* **Source records**:
______
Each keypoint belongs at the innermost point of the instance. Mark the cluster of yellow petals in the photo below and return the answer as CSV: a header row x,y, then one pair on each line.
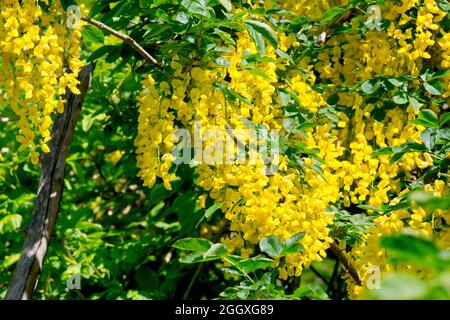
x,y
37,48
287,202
______
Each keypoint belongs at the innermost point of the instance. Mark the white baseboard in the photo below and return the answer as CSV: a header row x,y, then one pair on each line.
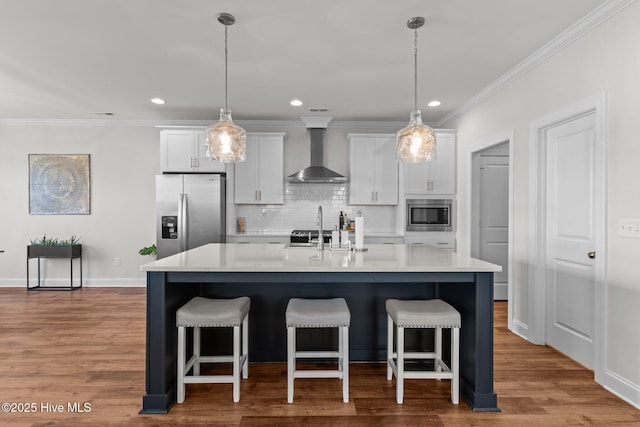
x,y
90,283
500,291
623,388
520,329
______
* **Exercise prompt**:
Identify every line of the data above that contains the word "instance", and copy each of those lines in full.

* **Result of this task**:
Each keypoint belongs at the innermost point of the instance. Mark the cluster of yellow petals in the photo below and return the answer as CSV: a header row x,y, then one pair on each line.
Each keypoint belongs at the innermost point of the instance. Mark the white baseboard in the photo below and return the answer as CSV: a header row x,y, then one pair on each line.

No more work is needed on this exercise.